Guter Stoff für eine Miniserie. Und die Besetzung stimmt auch: Aggie Wiggs (Claire Danes) hat vor Jahren einen Bestseller gelandet. Jetzt lebt die Schriftstellerin allein mit ihrem Pudel in einem viel zu großen Haus auf Long Island. Ihre Ehefrau Shelley (Natalie Morales), eine Malerin, ist weg, nachdem der kleine gemeinsame Sohn bei einem Autounfall gestorben ist. Der junge Mann, dem Aggie die Schuld daran gibt, lebt vor Ort. Er taucht am Todestag des Sohnes sogar am Grab auf. Auch das nicht nur seit der Tragödie unberührte Kinderzimmer zu Hause hindert Aggie daran, dieses furchtbare Kapitel in ihrem Leben besser zu bewältigen.
Apropos Kapitel: Von Aggies neuem Buch über die unwahrscheinliche Freundschaft zwischen dem rechten Supreme-Court-Richter Antonin Scalia und seiner linken Kollegin Ruth Bader Ginsburg gibt es keine, obwohl die Star-Autorin das ihrer Lektorin vorschwindelt. Und schon viel Geld geflossen ist. Was zu den vielen Mahnungen passt, die Aggie ungeöffnet liegen lässt.
In die Nachbarschaft zieht ein stinkreicher Immobilienentwickler. Nile Jarvis (Matthew Rhys) beabsichtigt in einem nahen Waldstück einen Joggingpfad anzulegen, was Aggie gegen den Strich geht. Mit Geld, das er wie Heu hat und sie dringend braucht, lässt Aggie sich nicht umstimmen. Und da sind diese riesigen Hunde, eine Gefahr auch für den Vierbeiner der Autorin. Obwohl ein breiter Kahlkopf in Jarvis‘ Diensten die Biester unter Kontrolle zu haben scheint. Ach ja: Nile Jarvis steht im Verdacht, vor Jahren seine erste Ehefrau ermordet zu haben. Von der, oder ihrer Leiche, fehlt aber jede Spur. Es gibt einen Abschiedsbrief, der noch eine große Rolle spielen wird. Wie vieles in „The Beast in Me“. Und viele in diesem Achtteiler.

Aufgaben:
- a) Welche Figur verkörpert Matthew Rhys laut der Serienbesprechung?
- b) Greifen Sie die Serienbesprechung nach ihrem letzten Satz auf und schreiben Sie sie weiter.

Bereitgestelltes Material:
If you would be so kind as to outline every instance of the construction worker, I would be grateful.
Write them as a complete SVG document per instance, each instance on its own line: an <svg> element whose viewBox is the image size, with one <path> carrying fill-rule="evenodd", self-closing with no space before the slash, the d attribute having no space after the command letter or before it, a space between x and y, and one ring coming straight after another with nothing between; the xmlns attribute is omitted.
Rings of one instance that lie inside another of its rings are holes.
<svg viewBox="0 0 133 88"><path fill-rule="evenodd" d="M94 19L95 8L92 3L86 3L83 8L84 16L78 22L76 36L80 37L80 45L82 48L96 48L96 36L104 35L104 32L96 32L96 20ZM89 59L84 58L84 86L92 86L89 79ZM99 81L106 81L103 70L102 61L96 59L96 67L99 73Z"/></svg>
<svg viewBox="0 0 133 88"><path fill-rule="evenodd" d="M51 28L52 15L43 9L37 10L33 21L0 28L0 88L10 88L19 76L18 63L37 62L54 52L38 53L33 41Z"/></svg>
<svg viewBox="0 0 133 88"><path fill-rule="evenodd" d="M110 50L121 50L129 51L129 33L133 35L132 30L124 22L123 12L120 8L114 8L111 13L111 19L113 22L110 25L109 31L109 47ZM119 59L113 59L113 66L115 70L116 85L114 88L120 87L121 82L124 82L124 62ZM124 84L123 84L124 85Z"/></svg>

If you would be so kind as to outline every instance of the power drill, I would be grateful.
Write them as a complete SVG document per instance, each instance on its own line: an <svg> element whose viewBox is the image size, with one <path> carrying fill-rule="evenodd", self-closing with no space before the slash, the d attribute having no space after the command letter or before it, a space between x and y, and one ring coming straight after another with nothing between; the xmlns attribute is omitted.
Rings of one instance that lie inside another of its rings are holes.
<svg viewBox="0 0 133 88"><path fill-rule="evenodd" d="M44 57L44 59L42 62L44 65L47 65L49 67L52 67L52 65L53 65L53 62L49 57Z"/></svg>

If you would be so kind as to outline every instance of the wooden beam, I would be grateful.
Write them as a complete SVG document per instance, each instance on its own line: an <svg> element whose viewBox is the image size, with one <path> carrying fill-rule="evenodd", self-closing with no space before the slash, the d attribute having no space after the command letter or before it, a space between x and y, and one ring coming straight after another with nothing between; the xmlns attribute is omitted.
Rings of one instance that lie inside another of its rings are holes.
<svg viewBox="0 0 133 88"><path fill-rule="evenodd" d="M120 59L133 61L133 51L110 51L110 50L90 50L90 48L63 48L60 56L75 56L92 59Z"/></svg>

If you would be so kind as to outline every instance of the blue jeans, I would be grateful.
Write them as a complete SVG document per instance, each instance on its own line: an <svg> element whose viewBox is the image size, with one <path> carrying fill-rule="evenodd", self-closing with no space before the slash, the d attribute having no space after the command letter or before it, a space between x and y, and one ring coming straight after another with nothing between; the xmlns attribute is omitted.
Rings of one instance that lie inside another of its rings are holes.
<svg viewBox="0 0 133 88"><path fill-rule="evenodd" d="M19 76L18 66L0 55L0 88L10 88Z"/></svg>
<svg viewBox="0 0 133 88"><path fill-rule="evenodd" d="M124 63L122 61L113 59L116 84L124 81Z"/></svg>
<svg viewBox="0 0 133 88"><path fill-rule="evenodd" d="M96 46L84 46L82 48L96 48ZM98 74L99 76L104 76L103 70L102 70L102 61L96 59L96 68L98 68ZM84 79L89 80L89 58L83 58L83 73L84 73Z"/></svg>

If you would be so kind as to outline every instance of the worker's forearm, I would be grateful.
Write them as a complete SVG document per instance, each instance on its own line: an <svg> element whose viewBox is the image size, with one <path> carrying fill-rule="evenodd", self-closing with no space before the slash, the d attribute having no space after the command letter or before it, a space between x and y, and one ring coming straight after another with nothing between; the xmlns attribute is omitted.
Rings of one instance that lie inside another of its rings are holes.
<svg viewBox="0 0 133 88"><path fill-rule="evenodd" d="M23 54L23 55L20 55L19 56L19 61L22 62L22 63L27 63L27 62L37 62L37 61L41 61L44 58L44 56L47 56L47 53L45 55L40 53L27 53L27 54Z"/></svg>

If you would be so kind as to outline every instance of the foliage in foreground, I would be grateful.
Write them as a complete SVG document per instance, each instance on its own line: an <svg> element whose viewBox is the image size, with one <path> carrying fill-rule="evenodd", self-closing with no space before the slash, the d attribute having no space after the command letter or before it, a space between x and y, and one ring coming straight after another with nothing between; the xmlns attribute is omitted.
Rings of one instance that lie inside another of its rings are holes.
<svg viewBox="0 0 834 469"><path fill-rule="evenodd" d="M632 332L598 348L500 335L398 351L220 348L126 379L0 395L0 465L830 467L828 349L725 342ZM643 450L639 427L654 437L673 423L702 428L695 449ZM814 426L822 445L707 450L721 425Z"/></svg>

Lösungen im Einzelnen:
- a) Nile Jarvis, einen stinkreichen Immobilienentwickler.

- b)
„Zwei Fremde im Zug“ lassen grüßen
Aus all dem hätte etwas werden können, was die über 300 Thriller-Minuten auf Netflix gut ausfüllt. Die Rohre in Aggies Haus sind marode. Das rostig-rote Wasser weckt Assoziationen. Wie es aus dem Ausfluss erst blubbert, dann spritzt, sind „Es“ oder „Carrie“ nicht weit. Zumal Aggies weißer Kläffer einen guten farblichen Kontrast abgäbe. Dass der Immobilienmensch mit Aggies Buch „Sick Puppy“ („Kranker Welpe“) vor der Tür steht und um ein Autogramm bittet, just als der herbeigerufene Klempner vor fauligem Geruch warnt, stinkt noch nicht zum Himmel. Dass sich die fahrig-verschreckte Aggie sogleich auf ein Lunch-Date mit dem ihr mehr als unangenehmen neuen Nachbarn einlässt, um dann offenherzig von ihrem Hass auf den jungen Mann, dem sie die Schuld am Tod ihres Sohnes gibt, zu sprechen, schon eher. Dass etwas faul ist bei Jarvis, wird andererseits klar, als tags drauf das Auto eben jenes jungen Mannes am Strand gefunden wird. Die Vermutung: Selbstmord. Jarvis‘ Kommentar: Aggies Wünsche hätten sich erfüllt, ihre Mordlust sei nun befriedigt.
Genug für acht Netflix-Folgen? Der angedeutete „Zwei Fremde im Zug“-Plot verspricht einen spannenden, durchgebingten Abend. Auch der Einfall der Serienmacher, Aggie ihre ohnehin kaum vom Fleck gekommene Richtergeschichte in die Tonne treten zu lassen und stattdessen intensive Gespräche mit Jarvis für ein Buch über das Verschwinden seiner ersten Frau zu führen, stünde dem nicht im Wege.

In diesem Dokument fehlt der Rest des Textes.